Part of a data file
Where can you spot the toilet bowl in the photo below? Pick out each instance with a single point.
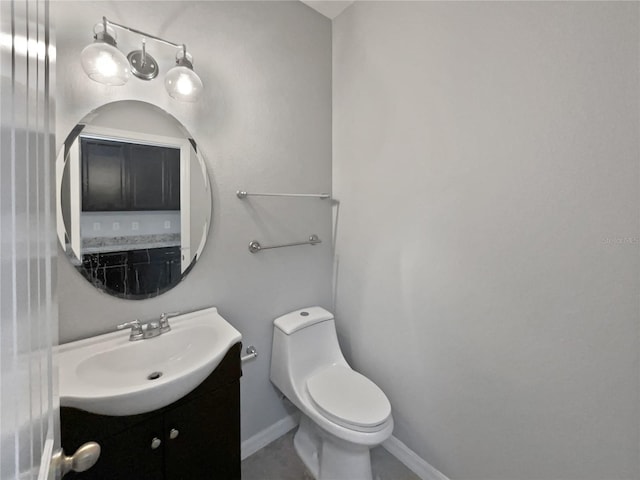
(343, 413)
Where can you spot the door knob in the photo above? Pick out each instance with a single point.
(85, 457)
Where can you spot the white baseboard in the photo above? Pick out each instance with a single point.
(412, 460)
(268, 435)
(394, 446)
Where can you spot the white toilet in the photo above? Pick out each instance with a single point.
(343, 413)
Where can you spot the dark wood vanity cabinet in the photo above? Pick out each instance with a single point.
(195, 438)
(121, 176)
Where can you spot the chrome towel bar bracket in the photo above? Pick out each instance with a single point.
(242, 194)
(255, 247)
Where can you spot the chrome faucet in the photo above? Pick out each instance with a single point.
(164, 321)
(148, 330)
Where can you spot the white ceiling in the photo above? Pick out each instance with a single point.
(329, 8)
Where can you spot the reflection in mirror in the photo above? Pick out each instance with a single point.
(134, 200)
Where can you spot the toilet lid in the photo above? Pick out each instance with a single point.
(348, 398)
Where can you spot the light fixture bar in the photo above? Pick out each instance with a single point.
(144, 34)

WORK INSTRUCTIONS: Please turn the entries above into a two-column CSV with the headers instruction and points. Give one row per request, holding its text and its answer, each in a single quoted field with line breaks changed to spaces, and leave the pictures out.

RESULT FOR THIS TASK:
instruction,points
"Where can you spot the toilet bowl in the photo below? Pick out each instance with a single point.","(343, 413)"
"Where can you spot the door knob in the photo above? Pick out each instance with a single point.","(85, 457)"
"Where can you spot the white baseboard in the photo above? Pick out each instance with a single point.","(412, 460) (268, 435) (394, 446)"
"Where can you spot the white toilet in the photo above? Pick out each instance with a single point.","(343, 413)"
"Where can you spot the dark wood vanity cabinet in the photo above? Pick out each instance with a single point.","(195, 438) (121, 176)"
"Where can you spot the chrome towel bar bracket in the photo above? Pick out each instance with a single point.","(242, 194) (255, 247)"
"Where can you spot the chrome faucet in the photo above? Pick out each instance with a single point.","(164, 321) (148, 330)"
"Where can you spot the white ceiling in the photo above? Pick out each instance with a single point.","(329, 8)"
"Where can you spot the reflection in mirror in the photo above? Pick out each instance with a single point.","(134, 200)"
"Where can you spot the toilet lid in the photo above? Pick out each instance with a single point.","(348, 398)"
"Where can you spot the light fixture bar in the photo above? Pick out each instance with a single point.","(144, 34)"